Saved data entries:

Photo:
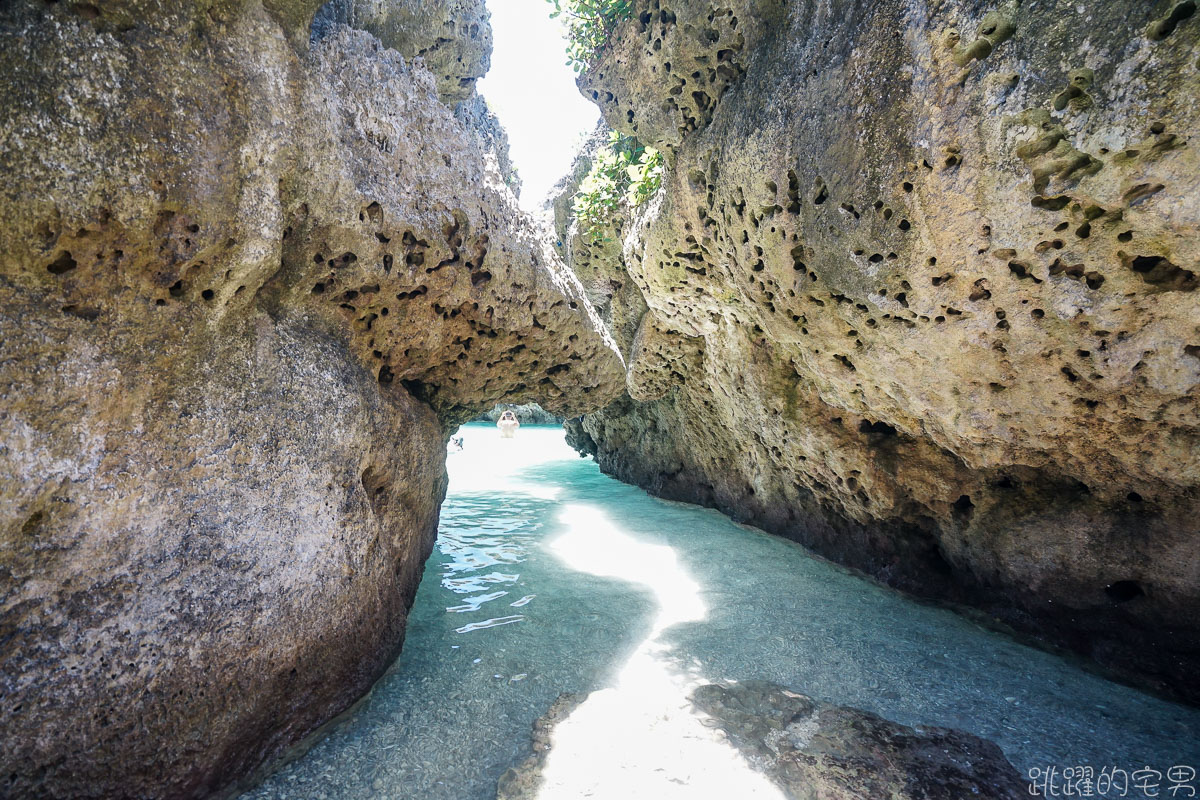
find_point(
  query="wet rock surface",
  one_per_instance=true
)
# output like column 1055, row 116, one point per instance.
column 816, row 750
column 919, row 292
column 811, row 750
column 249, row 288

Directions
Echo every line of the entries above character for character, leaving the pictures out.

Written reply
Photo:
find_point(
  query="wet rock surface",
  one_per_instance=true
)
# output like column 1055, row 116, one point per instance.
column 816, row 750
column 919, row 292
column 811, row 750
column 249, row 288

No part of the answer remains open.